Крайне независимые источники сообщают, что половина предприятий столицы выплачивают зарплату в конвертах. Как они об этом узнали? Я отчего-то думаю, что все частные предприятия поголовно уходят от налогов. Включая бухгалтерии администраций любого уровня, которые вроде бы и не являются частными предприятиями.
Социологи пугают то одной, то второй жуткой цифрой о том, что треть (четверть, половина, две трети) россиян живет за гранью прожиточного минимума. Но я опять отчего-то не понимаю, о чем речь: в России и на прожиточный минимум не проживешь, если исправно платить за коммунальные услуги, проезд в автотранспорте и продукты в магазине.
К примеру, я могу с цифрами на руках доказать, что, согласно реальным, государственным представлениям о среднестатистических доходах россиян, человек, отягощенный многодетным семейством, прожить в России не в состоянии; он должен пойти и утопиться, получив в очередной раз какое-нибудь детское (очень верное определение!) пособие. Посадить бы на детское питание тех, кто придумал эти пособия.

----

Согласуются ли с отрывком о зарплатах и пособиях следующие утверждения: (a) автор полагает, что от налогов уходят только частные предприятия; (b) по мнению автора, в России нельзя прожить даже на прожиточный минимум, если исправно платить за коммунальные услуги, проезд и продукты; (c) автор считает слово «детское» в названии пособия очень верным определением? На каждое ответьте «да» или «нет» и дословно приведите решающие слова отрывка.

▶ ДАННЫЕ
----

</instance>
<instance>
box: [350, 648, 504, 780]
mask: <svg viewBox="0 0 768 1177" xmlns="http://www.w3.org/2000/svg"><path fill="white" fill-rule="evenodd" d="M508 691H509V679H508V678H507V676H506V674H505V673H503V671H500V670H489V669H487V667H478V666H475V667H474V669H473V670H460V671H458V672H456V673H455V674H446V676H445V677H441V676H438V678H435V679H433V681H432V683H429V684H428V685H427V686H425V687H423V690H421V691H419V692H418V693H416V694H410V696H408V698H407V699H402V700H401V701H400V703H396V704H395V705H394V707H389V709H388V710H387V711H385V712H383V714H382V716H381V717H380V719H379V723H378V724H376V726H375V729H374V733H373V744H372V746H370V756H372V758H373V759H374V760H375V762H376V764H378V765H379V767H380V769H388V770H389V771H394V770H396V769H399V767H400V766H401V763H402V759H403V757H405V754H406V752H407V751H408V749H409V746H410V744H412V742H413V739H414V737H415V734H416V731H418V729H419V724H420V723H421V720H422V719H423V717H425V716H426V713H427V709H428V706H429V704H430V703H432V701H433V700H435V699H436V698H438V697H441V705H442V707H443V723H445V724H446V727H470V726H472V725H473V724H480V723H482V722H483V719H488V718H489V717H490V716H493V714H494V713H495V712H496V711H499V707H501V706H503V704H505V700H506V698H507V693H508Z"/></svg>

----

▶ ОТВЕТ НА ЗАДАНИЕ
(a) Нет: «Включая бухгалтерии администраций любого уровня, которые вроде бы и не являются частными предприятиями».
(b) Да: «в России и на прожиточный минимум не проживешь, если исправно платить за коммунальные услуги, проезд в автотранспорте и продукты в магазине».
(c) Да: «какое-нибудь детское (очень верное определение!) пособие».